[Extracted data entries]
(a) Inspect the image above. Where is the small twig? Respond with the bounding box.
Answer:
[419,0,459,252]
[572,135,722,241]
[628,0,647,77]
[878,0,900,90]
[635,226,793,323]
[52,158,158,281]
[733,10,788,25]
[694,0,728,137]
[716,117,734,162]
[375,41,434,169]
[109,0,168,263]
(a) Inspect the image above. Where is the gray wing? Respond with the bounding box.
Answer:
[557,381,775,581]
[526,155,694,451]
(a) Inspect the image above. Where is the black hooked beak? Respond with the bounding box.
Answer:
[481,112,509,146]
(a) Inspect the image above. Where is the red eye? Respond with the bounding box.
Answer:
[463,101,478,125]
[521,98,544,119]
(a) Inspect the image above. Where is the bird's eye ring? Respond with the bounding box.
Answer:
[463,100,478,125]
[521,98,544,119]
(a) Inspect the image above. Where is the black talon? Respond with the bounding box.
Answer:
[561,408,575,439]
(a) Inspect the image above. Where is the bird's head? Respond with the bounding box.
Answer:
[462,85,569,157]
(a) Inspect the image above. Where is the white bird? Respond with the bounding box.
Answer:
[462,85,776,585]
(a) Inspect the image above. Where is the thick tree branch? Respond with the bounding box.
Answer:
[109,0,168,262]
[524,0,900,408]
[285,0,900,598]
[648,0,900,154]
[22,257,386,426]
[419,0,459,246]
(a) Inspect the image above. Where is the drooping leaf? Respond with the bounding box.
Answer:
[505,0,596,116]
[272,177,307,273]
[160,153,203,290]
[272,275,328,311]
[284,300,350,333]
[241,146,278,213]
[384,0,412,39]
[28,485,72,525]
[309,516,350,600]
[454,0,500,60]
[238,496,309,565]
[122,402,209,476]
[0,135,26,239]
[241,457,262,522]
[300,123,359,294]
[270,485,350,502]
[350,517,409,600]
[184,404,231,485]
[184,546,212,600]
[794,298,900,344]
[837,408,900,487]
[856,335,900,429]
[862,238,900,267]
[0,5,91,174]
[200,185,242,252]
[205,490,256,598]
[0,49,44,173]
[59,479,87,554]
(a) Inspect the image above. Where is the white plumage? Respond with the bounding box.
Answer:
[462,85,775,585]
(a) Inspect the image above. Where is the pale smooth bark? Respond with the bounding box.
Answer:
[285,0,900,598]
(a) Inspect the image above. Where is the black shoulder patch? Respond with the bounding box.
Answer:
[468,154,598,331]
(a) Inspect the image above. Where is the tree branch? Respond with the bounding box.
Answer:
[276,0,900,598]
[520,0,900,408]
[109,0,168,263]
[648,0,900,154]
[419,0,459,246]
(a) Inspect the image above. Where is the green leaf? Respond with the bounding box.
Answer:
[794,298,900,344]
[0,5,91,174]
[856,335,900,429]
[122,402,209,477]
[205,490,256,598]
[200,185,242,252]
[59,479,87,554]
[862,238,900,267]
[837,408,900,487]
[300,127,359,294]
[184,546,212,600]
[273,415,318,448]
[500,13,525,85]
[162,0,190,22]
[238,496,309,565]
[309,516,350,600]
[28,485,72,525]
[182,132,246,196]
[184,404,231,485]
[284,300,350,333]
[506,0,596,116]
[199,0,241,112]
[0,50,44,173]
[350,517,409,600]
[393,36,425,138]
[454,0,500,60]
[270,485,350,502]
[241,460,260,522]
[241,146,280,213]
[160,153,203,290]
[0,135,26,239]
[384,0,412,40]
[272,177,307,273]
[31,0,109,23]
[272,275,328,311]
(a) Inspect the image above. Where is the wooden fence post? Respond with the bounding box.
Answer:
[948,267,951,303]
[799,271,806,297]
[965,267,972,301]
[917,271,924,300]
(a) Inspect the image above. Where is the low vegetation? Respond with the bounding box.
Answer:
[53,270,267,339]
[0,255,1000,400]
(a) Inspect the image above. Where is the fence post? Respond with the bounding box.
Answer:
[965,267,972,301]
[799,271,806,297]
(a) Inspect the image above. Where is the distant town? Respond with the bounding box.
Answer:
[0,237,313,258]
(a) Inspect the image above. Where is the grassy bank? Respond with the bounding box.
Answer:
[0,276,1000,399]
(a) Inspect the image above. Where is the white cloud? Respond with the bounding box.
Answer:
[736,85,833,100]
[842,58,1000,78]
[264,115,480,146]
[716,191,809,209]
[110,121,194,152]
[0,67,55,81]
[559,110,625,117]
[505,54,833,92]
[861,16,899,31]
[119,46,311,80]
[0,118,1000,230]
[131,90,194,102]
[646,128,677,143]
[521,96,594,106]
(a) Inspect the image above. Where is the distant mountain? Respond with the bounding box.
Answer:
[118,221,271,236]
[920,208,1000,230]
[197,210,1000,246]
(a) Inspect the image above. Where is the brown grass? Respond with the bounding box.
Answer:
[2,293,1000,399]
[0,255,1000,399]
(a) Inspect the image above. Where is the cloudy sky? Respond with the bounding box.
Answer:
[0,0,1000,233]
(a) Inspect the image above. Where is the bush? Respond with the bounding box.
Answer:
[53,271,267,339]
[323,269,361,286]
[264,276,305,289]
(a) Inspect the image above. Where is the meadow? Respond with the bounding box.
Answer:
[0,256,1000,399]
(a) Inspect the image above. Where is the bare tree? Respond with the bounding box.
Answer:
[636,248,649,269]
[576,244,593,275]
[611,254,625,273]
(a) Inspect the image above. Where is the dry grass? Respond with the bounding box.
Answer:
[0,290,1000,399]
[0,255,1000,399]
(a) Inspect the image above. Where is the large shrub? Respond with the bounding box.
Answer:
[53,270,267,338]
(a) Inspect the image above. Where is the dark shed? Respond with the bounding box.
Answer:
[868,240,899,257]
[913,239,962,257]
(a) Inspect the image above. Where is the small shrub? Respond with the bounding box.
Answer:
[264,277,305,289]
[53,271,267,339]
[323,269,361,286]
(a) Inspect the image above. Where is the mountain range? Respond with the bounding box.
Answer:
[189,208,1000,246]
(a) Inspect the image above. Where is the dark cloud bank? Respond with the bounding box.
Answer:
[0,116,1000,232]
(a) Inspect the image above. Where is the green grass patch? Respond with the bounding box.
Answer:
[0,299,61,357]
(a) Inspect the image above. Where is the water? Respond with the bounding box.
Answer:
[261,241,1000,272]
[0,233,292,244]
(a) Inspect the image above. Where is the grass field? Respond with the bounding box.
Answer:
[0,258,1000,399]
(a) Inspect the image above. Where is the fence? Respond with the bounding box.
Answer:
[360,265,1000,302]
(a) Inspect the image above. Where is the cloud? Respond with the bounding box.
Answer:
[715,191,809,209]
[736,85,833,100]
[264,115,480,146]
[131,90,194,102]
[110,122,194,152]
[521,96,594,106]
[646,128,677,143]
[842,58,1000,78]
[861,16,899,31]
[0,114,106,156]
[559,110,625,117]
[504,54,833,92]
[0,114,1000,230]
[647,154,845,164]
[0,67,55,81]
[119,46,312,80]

### GIVEN REQUEST
Please copy all of the rows above word for word, changing nothing.

### COMPLETE RESPONSE
(a) Inspect the image above. Where is the small twig? Respond with the bounding box.
Answer:
[419,0,459,252]
[572,135,722,241]
[628,0,647,77]
[878,0,900,90]
[635,226,793,323]
[52,158,158,281]
[733,10,788,25]
[694,0,728,137]
[716,117,734,162]
[375,41,434,169]
[109,0,168,263]
(a) Inspect the image above. Where is the gray wing? Respond with the bounding box.
Answer:
[557,381,775,581]
[526,155,694,451]
(a) Inspect the image above. Where is the black hooked beak? Respond with the bounding box.
Answer:
[481,112,509,146]
(a) Inspect the image above. Where is the red eye? Respond with the bounding box.
Answer:
[463,101,478,125]
[521,98,544,119]
(a) Inspect the image above. Where is the bird's eye ring? Respond with the bounding box.
Answer:
[463,100,478,125]
[521,98,544,119]
(a) Inspect the image above. Where is the black talon? Respond with the bounding box.
Answer:
[561,408,575,439]
(a) Inspect the image above. Where is the bird's head? Respond with the bounding box.
Answer:
[462,85,569,157]
(a) Inspect the image above. Where is the white bird? Respond with the bounding box.
Answer:
[462,85,776,585]
(a) Inspect the image above. Where is the thick tree branch? Respond with the bounding box.
Answer:
[109,0,168,262]
[524,0,900,408]
[285,0,900,598]
[648,0,900,154]
[22,257,386,426]
[419,0,459,246]
(a) Inspect the image above. Where is the drooping leaf? Respond with the bounding box.
Answer:
[505,0,596,116]
[272,177,307,273]
[160,153,203,290]
[272,275,328,311]
[284,300,350,333]
[241,146,278,213]
[384,0,412,39]
[28,485,72,525]
[309,516,350,600]
[454,0,500,60]
[238,496,309,565]
[122,402,209,476]
[0,135,26,239]
[241,457,262,522]
[300,123,359,294]
[270,485,350,502]
[350,517,409,600]
[184,404,231,485]
[184,546,212,600]
[794,298,900,344]
[837,408,900,487]
[856,335,900,429]
[862,238,900,267]
[0,5,91,174]
[200,185,242,252]
[205,490,256,598]
[0,49,44,173]
[59,479,87,554]
(a) Inspect the image above. Where is the white plumage? Respond with the bounding box.
Answer:
[462,85,775,585]
(a) Inspect the image above. Where is the pale smooth bark? Respond with the bounding box.
Answer:
[285,0,900,598]
(a) Inspect the image above. Where is the black shoulder patch? Respond with the bounding box.
Answer:
[468,154,598,331]
(a) Inspect the image above. Where is the tree branch? Respond with the bounding box.
Answer:
[276,0,900,598]
[520,0,900,408]
[109,0,168,263]
[648,0,900,154]
[419,0,459,246]
(a) Inspect the image above. Where is the green leaf? Respond with the bounding box.
Answer:
[794,298,900,344]
[0,5,91,174]
[856,335,900,429]
[122,402,209,477]
[205,490,256,598]
[200,185,242,252]
[59,479,87,554]
[862,238,900,267]
[837,408,900,487]
[300,127,359,294]
[184,546,212,600]
[273,415,318,448]
[500,13,525,85]
[162,0,190,22]
[238,496,309,565]
[309,516,350,600]
[28,485,72,525]
[182,132,246,196]
[184,404,231,485]
[284,300,350,333]
[506,0,596,116]
[199,0,241,112]
[0,50,44,173]
[350,517,409,600]
[393,36,425,138]
[454,0,500,60]
[270,485,350,502]
[241,460,260,522]
[241,146,280,213]
[160,153,203,290]
[0,135,26,239]
[384,0,412,40]
[272,177,307,273]
[31,0,109,23]
[272,275,328,311]
(a) Inspect the image above. Where is the wooden fence post? Respond with the bounding box.
Answer:
[948,267,951,303]
[799,271,806,297]
[965,267,972,301]
[917,271,924,300]
(a) Inspect the image above. Where is the low vegetation? Respond with the bounding box.
Answer:
[53,270,267,339]
[0,255,1000,400]
(a) Inspect the image above. Where is the fence post? Respond with the bounding box.
Answer:
[965,267,972,301]
[799,271,806,297]
(a) Inspect the image above. Where is the distant town? Respond with the bounding box.
Answer:
[0,237,313,258]
(a) Inspect the image above. Where is the grassy bank? Respond with the bounding box.
Answer:
[0,276,1000,399]
(a) Inspect the image above. Where is the white cloud? Respond with the bounding box.
Answer:
[736,85,833,100]
[842,58,1000,78]
[264,115,480,146]
[716,191,809,209]
[110,121,194,152]
[0,67,55,81]
[559,110,625,117]
[505,54,833,92]
[861,16,899,31]
[119,46,311,80]
[0,118,1000,230]
[131,90,194,102]
[646,128,677,143]
[521,96,594,106]
(a) Inspect the image above. Where is the distant mountain? Respond with the bounding box.
Answer:
[118,221,271,236]
[920,208,1000,230]
[197,210,1000,246]
(a) Inspect the image above. Where is the brown grass? Respond with the bounding box.
Answer:
[2,293,1000,399]
[0,255,1000,399]
(a) Inspect the image above. Where is the cloudy sky? Respond with the bounding box.
Answer:
[0,0,1000,233]
(a) Inspect the image above. Where is the bush? Respond with the bounding box.
Answer:
[53,271,267,339]
[323,269,361,286]
[264,276,305,289]
(a) Inspect the image above. Where is the meadow? Respond with the bounding box.
Answer:
[0,256,1000,399]
(a) Inspect the image above. Where is the bare tree? Respond with the bounding box.
Answer:
[636,248,649,269]
[576,244,593,275]
[611,254,625,273]
(a) Inspect the image above. Where is the dry grass? Respond with the bounding box.
Answer:
[0,290,1000,399]
[0,255,1000,399]
(a) Inspect the image above. Where is the large shrub? Respond with the bounding box.
Answer:
[53,270,267,338]
(a) Inspect the image above. Where is the dark shed? Respond with the bounding box.
Answer:
[868,240,899,257]
[913,239,962,257]
(a) Inspect the image above. Where is the small shrub? Respond with the bounding box.
Answer:
[264,277,305,289]
[53,271,267,339]
[323,269,361,286]
(a) Inspect the image above. Where is the mountain range? Respond with the bounding box.
Answer:
[189,208,1000,246]
(a) Inspect the image above. Where is the dark cloud bank? Respond with the bounding box.
Answer:
[0,116,1000,232]
(a) Inspect the image above. Where is the green grass patch? Respond with the bounding box.
Answer:
[0,299,61,357]
(a) Inspect the image above. Where is the water? Respond with the bounding box.
Answer:
[261,241,1000,272]
[0,233,292,244]
(a) Inspect the image above. Where is the grass field? Respond with the bounding box.
Answer:
[0,258,1000,399]
(a) Inspect the image above. Where is the fence? Respond with the bounding box.
Answer:
[360,265,1000,302]
(a) Inspect the image above. Where is the cloud? Respond with the bounding box.
Answer:
[715,191,809,209]
[736,85,833,100]
[264,115,480,146]
[131,90,194,102]
[110,122,194,152]
[521,96,594,106]
[646,128,677,143]
[842,58,1000,78]
[861,16,899,31]
[0,114,106,156]
[559,110,625,117]
[504,54,833,92]
[0,114,1000,230]
[647,154,845,164]
[0,67,55,81]
[119,46,312,80]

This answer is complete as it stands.